(Data for processing begins)
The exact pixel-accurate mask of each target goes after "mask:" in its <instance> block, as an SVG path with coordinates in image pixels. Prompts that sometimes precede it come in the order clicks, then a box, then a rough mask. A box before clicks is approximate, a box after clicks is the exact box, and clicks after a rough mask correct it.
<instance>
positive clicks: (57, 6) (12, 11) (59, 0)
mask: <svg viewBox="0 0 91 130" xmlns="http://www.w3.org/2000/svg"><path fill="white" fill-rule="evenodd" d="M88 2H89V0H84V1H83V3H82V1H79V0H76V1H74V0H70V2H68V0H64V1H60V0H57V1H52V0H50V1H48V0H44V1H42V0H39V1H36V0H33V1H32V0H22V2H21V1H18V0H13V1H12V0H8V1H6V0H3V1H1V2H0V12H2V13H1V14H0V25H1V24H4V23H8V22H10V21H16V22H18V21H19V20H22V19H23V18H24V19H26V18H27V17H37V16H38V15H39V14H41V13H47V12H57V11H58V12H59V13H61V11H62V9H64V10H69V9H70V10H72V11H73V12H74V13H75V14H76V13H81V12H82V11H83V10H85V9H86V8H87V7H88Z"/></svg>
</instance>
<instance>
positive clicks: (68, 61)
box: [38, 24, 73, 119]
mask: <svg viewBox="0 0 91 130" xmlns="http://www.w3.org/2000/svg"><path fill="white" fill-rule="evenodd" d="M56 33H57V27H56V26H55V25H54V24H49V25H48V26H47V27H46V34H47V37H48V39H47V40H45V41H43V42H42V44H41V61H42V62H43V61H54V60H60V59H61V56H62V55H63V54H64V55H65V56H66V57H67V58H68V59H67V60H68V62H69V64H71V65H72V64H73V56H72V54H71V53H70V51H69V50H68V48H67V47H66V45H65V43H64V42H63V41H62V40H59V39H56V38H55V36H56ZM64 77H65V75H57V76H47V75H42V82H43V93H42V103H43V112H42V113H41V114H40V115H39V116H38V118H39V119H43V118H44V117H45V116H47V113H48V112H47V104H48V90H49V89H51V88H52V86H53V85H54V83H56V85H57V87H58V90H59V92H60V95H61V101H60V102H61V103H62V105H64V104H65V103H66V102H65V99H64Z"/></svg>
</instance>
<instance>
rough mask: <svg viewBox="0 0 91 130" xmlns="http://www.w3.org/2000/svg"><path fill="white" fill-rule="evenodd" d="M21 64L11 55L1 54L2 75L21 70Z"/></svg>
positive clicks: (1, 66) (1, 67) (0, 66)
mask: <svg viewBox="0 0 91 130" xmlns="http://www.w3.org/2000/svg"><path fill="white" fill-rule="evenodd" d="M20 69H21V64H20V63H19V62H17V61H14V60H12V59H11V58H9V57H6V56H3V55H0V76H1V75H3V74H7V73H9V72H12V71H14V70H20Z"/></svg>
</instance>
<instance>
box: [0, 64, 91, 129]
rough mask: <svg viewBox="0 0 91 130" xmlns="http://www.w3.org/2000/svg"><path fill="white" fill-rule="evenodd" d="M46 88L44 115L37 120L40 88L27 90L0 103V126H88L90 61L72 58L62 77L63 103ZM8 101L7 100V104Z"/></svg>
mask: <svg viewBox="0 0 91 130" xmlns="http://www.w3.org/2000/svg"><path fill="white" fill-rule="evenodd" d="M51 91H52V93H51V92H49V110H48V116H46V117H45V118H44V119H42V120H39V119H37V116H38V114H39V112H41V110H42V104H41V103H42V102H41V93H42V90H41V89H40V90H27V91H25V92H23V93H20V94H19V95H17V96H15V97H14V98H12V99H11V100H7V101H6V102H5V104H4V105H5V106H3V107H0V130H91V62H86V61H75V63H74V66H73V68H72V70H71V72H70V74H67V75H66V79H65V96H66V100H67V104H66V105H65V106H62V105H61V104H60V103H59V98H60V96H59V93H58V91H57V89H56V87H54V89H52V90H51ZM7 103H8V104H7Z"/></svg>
(Data for processing ends)
(Data for processing begins)
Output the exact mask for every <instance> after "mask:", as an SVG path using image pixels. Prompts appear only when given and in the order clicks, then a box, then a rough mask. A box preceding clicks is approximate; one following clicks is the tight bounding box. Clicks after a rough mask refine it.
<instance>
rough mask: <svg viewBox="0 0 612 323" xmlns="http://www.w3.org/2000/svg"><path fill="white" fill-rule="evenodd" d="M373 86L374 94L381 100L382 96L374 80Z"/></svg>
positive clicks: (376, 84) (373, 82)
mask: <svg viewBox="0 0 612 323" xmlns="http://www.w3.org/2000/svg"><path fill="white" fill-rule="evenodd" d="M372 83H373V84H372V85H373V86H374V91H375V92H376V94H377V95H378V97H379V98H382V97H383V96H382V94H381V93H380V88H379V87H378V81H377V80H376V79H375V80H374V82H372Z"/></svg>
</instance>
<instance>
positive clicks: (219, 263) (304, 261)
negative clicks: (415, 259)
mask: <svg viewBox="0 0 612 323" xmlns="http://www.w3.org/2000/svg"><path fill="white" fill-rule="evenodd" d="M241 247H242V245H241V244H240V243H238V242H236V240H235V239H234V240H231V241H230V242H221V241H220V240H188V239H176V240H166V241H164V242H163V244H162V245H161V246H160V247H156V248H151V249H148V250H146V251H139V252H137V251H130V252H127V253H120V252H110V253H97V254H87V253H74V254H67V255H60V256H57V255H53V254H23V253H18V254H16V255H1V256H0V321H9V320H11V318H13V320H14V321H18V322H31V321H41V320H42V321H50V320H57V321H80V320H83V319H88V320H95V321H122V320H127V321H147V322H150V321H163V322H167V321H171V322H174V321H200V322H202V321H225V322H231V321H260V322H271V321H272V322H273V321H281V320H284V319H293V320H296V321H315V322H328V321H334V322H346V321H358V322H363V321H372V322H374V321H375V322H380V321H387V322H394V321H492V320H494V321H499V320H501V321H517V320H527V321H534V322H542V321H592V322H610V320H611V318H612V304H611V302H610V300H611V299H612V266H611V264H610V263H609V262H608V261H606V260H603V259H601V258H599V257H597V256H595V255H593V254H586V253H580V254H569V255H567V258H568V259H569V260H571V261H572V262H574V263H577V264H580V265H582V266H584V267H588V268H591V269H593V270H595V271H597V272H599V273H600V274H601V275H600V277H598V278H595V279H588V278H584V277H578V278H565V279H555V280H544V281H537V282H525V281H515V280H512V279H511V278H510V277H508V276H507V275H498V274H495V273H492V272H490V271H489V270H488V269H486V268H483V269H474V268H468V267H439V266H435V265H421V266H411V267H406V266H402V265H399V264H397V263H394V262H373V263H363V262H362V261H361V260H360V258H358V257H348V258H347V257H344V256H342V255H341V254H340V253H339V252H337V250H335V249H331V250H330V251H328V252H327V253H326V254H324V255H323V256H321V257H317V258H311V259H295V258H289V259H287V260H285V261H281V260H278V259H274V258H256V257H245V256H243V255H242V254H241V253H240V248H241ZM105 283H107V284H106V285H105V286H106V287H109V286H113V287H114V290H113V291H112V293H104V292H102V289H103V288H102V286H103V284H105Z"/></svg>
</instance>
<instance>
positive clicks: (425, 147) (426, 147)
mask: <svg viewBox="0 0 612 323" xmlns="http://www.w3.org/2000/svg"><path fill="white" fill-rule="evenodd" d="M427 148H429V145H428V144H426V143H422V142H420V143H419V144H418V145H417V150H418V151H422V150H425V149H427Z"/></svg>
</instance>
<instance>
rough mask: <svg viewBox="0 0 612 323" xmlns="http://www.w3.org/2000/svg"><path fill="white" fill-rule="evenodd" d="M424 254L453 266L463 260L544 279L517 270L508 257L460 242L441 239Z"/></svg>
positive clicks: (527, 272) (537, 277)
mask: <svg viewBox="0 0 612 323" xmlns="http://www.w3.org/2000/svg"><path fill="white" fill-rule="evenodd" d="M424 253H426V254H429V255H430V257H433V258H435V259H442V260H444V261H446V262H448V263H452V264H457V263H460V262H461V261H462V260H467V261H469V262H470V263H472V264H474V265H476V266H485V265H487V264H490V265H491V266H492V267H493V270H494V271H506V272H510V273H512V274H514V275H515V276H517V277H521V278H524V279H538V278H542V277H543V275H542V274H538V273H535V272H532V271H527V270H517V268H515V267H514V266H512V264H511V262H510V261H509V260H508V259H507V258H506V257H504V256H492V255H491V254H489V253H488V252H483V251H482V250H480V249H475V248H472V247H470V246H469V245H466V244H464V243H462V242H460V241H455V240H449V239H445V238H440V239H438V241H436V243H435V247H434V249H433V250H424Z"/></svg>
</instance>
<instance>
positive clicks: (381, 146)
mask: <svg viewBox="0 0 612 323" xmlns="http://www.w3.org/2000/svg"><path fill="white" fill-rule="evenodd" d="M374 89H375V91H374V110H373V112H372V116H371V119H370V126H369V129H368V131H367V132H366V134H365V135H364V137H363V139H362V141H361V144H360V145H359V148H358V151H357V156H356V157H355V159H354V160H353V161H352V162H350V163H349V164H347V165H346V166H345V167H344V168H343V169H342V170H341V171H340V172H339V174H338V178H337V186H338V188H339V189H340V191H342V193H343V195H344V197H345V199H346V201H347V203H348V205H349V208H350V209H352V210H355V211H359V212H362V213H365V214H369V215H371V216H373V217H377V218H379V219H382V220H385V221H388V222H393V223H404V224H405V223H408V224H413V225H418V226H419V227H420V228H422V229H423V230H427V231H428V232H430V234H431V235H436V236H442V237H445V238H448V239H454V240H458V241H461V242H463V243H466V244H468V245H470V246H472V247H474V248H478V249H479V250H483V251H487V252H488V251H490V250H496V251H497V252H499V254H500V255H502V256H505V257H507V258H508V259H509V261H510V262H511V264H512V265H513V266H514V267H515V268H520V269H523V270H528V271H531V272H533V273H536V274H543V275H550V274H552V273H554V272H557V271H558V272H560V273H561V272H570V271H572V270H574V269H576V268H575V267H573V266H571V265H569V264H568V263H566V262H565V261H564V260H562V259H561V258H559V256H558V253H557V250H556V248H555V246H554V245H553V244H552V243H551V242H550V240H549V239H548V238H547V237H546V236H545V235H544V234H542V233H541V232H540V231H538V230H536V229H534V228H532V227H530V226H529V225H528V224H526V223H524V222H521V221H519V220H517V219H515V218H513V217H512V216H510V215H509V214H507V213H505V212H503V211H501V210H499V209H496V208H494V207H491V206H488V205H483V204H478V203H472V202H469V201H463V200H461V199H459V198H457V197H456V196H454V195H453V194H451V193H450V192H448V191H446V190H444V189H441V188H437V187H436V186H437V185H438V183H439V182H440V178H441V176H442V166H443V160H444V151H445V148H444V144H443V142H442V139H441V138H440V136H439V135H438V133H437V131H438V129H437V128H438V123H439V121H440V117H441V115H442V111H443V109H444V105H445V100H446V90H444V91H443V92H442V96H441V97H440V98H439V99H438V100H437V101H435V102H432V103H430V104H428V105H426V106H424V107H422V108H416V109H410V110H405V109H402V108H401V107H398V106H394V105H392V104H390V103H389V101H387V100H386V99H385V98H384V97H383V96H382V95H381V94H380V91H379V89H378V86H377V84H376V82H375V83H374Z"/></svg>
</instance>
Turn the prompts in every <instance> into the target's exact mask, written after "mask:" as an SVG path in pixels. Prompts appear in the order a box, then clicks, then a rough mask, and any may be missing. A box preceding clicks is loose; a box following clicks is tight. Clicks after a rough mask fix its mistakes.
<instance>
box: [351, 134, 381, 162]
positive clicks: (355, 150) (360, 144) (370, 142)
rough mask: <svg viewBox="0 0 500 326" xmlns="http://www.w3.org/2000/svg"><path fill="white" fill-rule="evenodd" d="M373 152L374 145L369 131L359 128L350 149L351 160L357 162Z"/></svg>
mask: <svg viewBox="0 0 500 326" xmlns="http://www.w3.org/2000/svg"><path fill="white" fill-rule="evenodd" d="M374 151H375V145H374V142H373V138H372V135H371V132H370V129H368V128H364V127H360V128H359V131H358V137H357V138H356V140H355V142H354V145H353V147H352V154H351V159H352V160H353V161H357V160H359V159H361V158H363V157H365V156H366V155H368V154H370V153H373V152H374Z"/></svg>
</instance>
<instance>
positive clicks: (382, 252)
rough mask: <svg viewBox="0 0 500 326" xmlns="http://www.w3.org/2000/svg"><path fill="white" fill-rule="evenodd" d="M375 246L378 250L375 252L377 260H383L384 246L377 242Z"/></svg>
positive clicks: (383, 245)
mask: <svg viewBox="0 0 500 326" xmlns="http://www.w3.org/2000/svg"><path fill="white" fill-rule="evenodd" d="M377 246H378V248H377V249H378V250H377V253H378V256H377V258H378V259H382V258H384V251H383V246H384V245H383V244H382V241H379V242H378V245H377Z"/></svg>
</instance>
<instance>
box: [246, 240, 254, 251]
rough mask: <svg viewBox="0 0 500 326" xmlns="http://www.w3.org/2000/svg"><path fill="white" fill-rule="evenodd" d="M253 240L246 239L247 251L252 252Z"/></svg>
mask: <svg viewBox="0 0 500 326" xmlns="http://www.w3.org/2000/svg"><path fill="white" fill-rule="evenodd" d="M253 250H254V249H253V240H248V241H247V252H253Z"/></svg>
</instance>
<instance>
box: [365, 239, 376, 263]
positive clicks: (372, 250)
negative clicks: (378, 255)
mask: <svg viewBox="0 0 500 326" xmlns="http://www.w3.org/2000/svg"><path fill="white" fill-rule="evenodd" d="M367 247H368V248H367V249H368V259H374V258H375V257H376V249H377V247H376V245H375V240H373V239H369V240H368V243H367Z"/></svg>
(Data for processing ends)
(Data for processing begins)
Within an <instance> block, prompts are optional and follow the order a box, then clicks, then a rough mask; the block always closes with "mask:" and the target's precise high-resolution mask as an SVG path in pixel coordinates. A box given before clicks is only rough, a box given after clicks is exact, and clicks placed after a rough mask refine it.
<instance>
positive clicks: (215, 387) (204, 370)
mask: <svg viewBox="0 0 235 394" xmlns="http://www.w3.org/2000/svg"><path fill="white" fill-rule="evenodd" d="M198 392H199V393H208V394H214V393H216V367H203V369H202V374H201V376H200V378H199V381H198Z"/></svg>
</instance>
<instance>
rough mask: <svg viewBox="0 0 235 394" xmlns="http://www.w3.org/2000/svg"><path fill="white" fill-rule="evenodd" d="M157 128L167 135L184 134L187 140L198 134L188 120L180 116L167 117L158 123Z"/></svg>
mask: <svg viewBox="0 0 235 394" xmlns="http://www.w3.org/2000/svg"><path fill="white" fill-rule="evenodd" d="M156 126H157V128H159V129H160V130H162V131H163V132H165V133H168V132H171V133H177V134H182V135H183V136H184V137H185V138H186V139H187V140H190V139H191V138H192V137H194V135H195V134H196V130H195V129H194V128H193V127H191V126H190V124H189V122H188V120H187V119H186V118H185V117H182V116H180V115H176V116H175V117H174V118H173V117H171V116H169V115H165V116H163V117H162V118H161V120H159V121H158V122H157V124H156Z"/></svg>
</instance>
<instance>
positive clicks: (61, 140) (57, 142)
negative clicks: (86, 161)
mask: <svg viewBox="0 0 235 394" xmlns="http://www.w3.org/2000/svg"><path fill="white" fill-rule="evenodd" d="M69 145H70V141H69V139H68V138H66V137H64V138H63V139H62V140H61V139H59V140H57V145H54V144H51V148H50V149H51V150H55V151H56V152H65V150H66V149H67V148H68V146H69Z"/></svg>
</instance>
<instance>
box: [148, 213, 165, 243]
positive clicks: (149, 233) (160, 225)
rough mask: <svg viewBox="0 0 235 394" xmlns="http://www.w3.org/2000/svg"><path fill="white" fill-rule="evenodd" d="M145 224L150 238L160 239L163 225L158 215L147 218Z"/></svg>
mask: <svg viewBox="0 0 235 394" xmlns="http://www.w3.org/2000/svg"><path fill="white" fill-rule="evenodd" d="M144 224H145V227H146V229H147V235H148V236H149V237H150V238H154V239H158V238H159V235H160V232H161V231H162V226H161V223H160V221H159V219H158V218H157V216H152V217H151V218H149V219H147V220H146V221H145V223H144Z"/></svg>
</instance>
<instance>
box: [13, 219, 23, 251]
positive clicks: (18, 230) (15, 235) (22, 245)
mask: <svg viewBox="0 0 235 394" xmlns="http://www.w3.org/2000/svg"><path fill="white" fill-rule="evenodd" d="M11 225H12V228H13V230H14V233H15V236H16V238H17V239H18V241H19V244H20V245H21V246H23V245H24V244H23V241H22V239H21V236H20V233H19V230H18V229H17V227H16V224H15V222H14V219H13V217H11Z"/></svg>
(Data for processing ends)
Every line in the data above that contains the word "tight" should be copied.

Output the exact mask for every <instance> after "mask:", as an SVG path using image pixels. Prompts appear only when given and in the order clicks, then a box, then a rough mask. A box preceding clicks is approximate; one following clicks is the tight bounding box. Clicks after a rough mask refine it.
Turn the prompts in every <instance> into the target's exact mask, written after "mask:" as an SVG path in pixels. Prompts appear in the order a box, then clicks, then a rough mask, and any may be missing. A box preceding clicks is loose; a box following clicks is tight. Clicks after a rough mask fix its mistakes.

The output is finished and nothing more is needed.